Aim of the task ::
Read through the entries below and copy each line where "instance" turns up.

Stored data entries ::
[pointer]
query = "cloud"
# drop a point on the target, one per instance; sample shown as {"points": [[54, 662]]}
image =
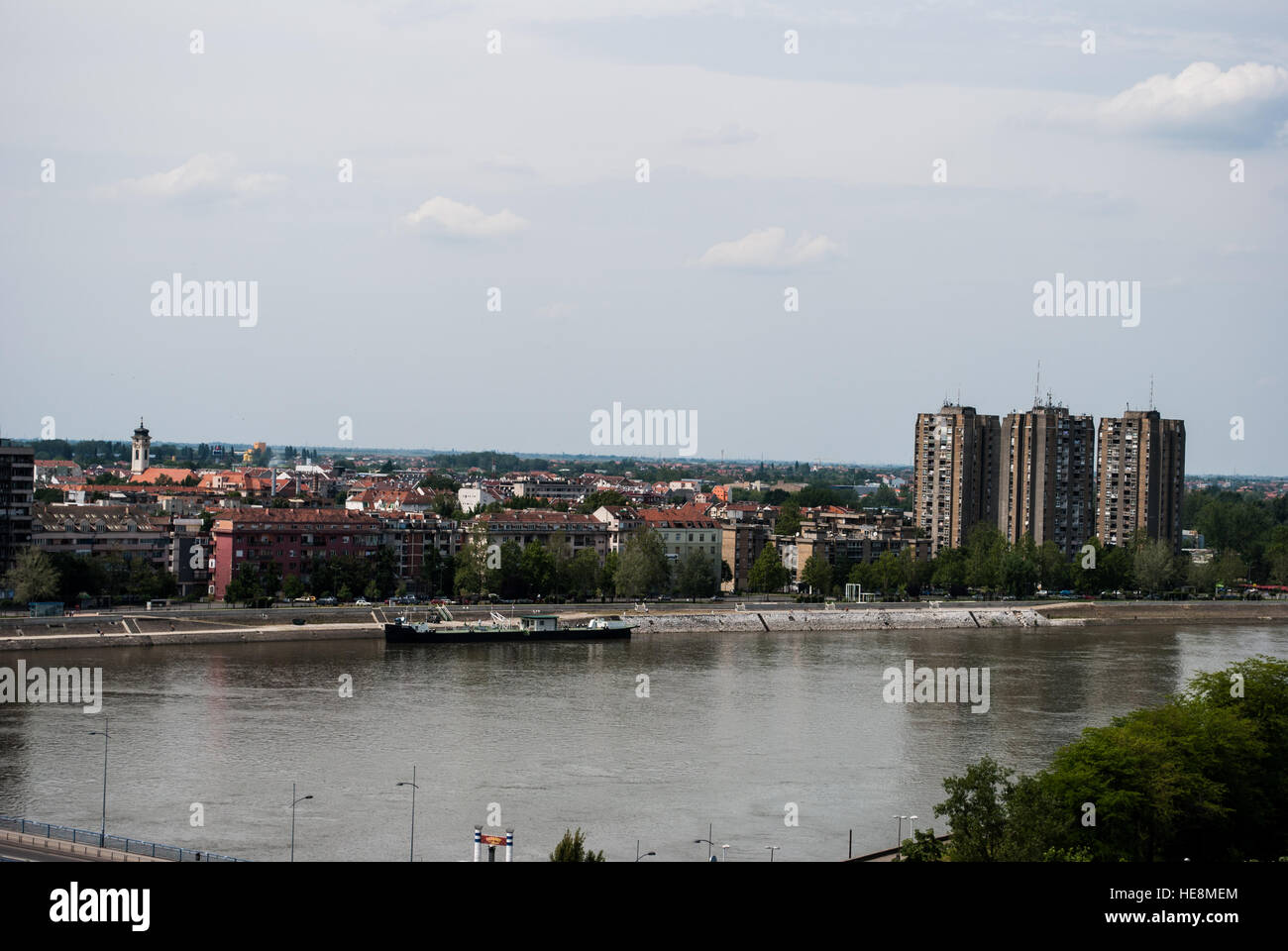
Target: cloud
{"points": [[506, 163], [1243, 105], [728, 134], [767, 248], [455, 218], [210, 175], [557, 311]]}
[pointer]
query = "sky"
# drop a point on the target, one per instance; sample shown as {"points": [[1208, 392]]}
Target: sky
{"points": [[476, 224]]}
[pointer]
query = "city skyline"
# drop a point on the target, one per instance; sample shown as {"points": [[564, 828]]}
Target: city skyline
{"points": [[498, 262]]}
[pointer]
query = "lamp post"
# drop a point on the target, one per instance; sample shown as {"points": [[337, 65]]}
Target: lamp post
{"points": [[898, 842], [707, 840], [294, 800], [413, 788], [102, 832]]}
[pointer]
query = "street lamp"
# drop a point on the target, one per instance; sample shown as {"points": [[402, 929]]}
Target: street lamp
{"points": [[898, 842], [413, 788], [707, 840], [294, 800], [102, 832]]}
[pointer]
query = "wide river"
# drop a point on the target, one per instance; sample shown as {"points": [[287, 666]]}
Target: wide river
{"points": [[738, 732]]}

Answer box ::
# drop a point on the target, one per instance; sample shown as {"points": [[54, 662]]}
# drop a point on the target, one per instance; sample shown as {"points": [[1208, 392]]}
# drop a point on the target, one per instance; sample shown as {"points": [[564, 828]]}
# drop a point on the target, one per instance; sample shown as {"points": [[337, 65]]}
# drop a point on the target, one per instance; sample shown as {"points": [[402, 929]]}
# drop a point on the target, one per instance; sample shown as {"points": [[287, 666]]}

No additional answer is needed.